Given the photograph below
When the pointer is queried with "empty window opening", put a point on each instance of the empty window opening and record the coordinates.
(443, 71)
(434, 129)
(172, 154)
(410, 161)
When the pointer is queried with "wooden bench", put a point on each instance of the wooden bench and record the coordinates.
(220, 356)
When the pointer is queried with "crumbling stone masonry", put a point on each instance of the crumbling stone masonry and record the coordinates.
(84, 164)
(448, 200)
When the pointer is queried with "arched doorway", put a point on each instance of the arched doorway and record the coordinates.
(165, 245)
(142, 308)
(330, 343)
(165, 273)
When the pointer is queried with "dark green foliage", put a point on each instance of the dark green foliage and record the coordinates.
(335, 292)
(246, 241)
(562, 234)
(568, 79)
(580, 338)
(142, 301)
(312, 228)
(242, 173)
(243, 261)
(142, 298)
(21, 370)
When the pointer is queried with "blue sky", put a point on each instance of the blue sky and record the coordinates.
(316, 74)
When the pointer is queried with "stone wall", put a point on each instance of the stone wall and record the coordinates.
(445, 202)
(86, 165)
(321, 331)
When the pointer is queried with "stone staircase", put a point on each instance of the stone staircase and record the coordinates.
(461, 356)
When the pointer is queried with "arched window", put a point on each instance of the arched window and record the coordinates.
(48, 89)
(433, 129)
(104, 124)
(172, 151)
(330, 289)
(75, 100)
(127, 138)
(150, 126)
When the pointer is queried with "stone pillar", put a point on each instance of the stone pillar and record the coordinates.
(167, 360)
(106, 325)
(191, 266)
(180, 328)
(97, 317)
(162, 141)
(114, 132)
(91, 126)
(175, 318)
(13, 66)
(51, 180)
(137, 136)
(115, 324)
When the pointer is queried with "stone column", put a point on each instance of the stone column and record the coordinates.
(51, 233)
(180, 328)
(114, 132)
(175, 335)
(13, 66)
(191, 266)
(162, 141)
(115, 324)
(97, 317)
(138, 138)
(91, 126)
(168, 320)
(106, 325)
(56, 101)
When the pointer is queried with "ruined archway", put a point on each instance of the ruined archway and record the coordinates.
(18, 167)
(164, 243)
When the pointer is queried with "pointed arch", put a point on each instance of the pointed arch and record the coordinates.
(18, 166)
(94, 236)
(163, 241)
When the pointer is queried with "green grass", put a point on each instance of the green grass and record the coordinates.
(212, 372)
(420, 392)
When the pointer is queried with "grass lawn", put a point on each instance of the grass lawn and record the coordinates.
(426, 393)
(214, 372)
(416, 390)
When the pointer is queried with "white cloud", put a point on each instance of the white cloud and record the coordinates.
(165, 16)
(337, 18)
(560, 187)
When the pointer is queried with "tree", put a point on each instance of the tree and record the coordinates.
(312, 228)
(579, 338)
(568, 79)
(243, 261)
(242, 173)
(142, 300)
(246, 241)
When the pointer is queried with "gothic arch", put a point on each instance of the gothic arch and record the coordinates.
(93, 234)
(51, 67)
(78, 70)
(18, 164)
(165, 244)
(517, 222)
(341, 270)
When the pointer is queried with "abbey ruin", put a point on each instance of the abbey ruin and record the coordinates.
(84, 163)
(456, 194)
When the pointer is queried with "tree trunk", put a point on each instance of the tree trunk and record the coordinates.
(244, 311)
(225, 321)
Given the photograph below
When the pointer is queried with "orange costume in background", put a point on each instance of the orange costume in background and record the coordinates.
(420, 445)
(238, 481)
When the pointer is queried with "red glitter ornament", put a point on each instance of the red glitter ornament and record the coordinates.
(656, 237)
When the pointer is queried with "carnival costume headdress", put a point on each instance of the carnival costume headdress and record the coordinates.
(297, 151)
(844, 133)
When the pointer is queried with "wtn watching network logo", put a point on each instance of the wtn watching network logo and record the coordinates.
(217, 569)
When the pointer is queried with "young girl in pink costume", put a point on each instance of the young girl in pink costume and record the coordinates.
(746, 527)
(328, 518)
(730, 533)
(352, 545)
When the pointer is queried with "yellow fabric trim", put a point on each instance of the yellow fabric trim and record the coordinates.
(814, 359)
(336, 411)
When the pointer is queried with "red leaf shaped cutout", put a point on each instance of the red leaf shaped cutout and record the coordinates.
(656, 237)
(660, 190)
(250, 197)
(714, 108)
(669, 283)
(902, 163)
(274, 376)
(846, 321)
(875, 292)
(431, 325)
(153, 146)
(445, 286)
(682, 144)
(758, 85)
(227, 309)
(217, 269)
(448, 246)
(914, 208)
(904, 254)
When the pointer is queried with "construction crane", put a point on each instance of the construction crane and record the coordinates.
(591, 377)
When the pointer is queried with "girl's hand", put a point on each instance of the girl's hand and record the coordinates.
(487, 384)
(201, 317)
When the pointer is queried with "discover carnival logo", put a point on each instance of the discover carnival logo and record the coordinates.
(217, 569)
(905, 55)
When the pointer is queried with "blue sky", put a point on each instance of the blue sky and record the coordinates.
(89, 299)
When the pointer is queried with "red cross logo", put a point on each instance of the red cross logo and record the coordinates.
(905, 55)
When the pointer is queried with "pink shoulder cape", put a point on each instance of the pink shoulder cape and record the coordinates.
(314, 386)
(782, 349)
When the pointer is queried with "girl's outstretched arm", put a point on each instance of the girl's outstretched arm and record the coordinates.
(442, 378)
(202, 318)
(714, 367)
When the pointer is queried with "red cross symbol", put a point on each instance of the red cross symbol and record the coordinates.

+++

▶ _What needs to be done_: Your task is to extract all of the records exactly.

▶ _Answer_:
Given the photograph below
When the pointer is queried with "empty window opening", put a point on each instance of the empty window opening and record the coordinates.
(443, 71)
(434, 129)
(172, 154)
(410, 161)
When the pointer is queried with "wooden bench", put a point on each instance of the wooden bench and record the coordinates.
(220, 356)
When the pointer is queried with "crumbling stone masonry", put a point on each instance of the crumbling stone masonry and record the coordinates.
(84, 164)
(448, 200)
When the pointer is queried with "arched doorway", put a point on each instance of the arched doorway and record the coordinates.
(165, 245)
(142, 308)
(330, 343)
(165, 273)
When the pointer is queried with "dark green foliage", put a point on each instance of the dark green foliage and record the coordinates.
(335, 292)
(246, 241)
(562, 234)
(568, 79)
(580, 338)
(142, 301)
(312, 228)
(242, 173)
(243, 261)
(142, 298)
(21, 370)
When the pointer is queried with "blue sky", put a point on each instance of the blue sky and record the coordinates.
(316, 74)
When the pointer is queried with "stone wall", put a point on each instance of the stone wall and record the coordinates.
(445, 202)
(86, 165)
(321, 331)
When the pointer is queried with "stone staircase", put a point on each instance of the stone staircase and record the coordinates.
(461, 356)
When the pointer is queried with "arched window", put a point on each instance of the arched window and record the coordinates.
(48, 89)
(433, 129)
(104, 124)
(172, 151)
(330, 289)
(75, 100)
(127, 138)
(150, 126)
When the pointer is queried with "stone pillar", put a point on each instance of the stone pillar and record the coordinates.
(167, 360)
(106, 325)
(191, 266)
(180, 328)
(97, 317)
(162, 141)
(114, 132)
(91, 126)
(175, 318)
(13, 66)
(51, 180)
(137, 136)
(115, 324)
When the pointer is queried with "stone column", put a point on each instance of the stone column and record the coordinates.
(51, 233)
(180, 328)
(114, 132)
(175, 335)
(13, 66)
(191, 266)
(162, 141)
(115, 324)
(97, 317)
(138, 138)
(91, 126)
(168, 320)
(106, 325)
(56, 101)
When the pointer is queried with "ruined archway", put a point on each instance of the ruined archway and record the coordinates.
(18, 167)
(164, 243)
When the pointer is queried with "pointed arch", put a point on each instance of the pointed arch and record the coordinates.
(18, 166)
(94, 236)
(163, 241)
When the pointer is queried with "green grass", put a point on each instance of the green grass and record the coordinates.
(212, 372)
(420, 392)
When the pointer is queried with "grass lawn", put a point on each instance of the grass lawn and record the coordinates.
(426, 393)
(214, 372)
(416, 390)
When the pointer is queried with "white cloud", put a point on each instance of the white cloud and record the coordinates.
(165, 16)
(337, 18)
(560, 187)
When the pointer is queried with "tree", put a point on each instance of the tree and record the coordinates.
(312, 228)
(579, 338)
(568, 79)
(243, 261)
(242, 173)
(142, 300)
(246, 241)
When the pointer is queried with "gothic arch", put a point on each instance of the gothic arch and record the coordinates.
(93, 234)
(51, 67)
(78, 70)
(18, 164)
(165, 244)
(517, 222)
(341, 270)
When the pointer is queried with "abbey ruin", put a point on each instance of the abbey ruin and record the coordinates.
(84, 163)
(456, 194)
When the pointer is queried with "tree trunk", put a point on each instance of the tree trunk and record the coordinates.
(244, 311)
(225, 321)
Given the photograph below
When the pointer is queried with "orange costume in background", put a point on each instance of the orange costume in background and record the coordinates.
(420, 445)
(238, 481)
When the pointer is queried with "red glitter ornament", put a point on each instance of the red glitter ornament and record the coordinates.
(656, 237)
When the pointer is queried with "carnival costume headdress", put a point on each instance of the carnival costume headdress and record the coordinates.
(297, 151)
(844, 133)
When the pointer is queried with "wtn watching network logo", put a point on each instance of the wtn watching network logo and record the coordinates.
(217, 569)
When the pointer is queried with "young girl in pink costume", put a point on each instance of the young girl in pink costume and record the coordinates.
(746, 527)
(328, 518)
(730, 533)
(352, 545)
When the pointer is queried with "yellow fabric trim", put a point on each instance of the yellow fabric trim and record the coordinates.
(814, 359)
(336, 411)
When the pointer is queried with "red leaf shaped cutout", put a point on each instance of the red leaf shaped cutout and record the coordinates.
(656, 237)
(660, 190)
(250, 197)
(714, 108)
(669, 283)
(902, 163)
(274, 376)
(846, 321)
(875, 292)
(431, 325)
(153, 146)
(445, 286)
(682, 144)
(758, 85)
(227, 309)
(217, 269)
(448, 246)
(914, 208)
(904, 254)
When the pointer is queried with "construction crane", put a point on each instance of the construction crane and record the coordinates.
(591, 377)
When the pointer is queried with "girl's hand", put a point on each instance of the girl's hand and record the coordinates.
(487, 384)
(201, 317)
When the pointer is queried with "discover carnival logo", put a point on each instance of the discover carnival logo and record the coordinates.
(217, 569)
(905, 55)
When the pointer is queried with "blue sky", put a point on each instance of the blue sky and record the coordinates.
(89, 299)
When the pointer is queried with "red cross logo", put a point on each instance of the red cross logo and record the coordinates.
(905, 55)
When the pointer is queried with "pink shoulder cape", put a point on each instance of the pink shoulder cape and record the coordinates.
(314, 386)
(782, 349)
When the pointer is queried with "girl's outstretched arm", put a point on each instance of the girl's outstretched arm and record the coordinates.
(442, 378)
(202, 318)
(714, 367)
When the pointer is queried with "red cross symbol", put a point on each instance of the red cross symbol and record the coordinates.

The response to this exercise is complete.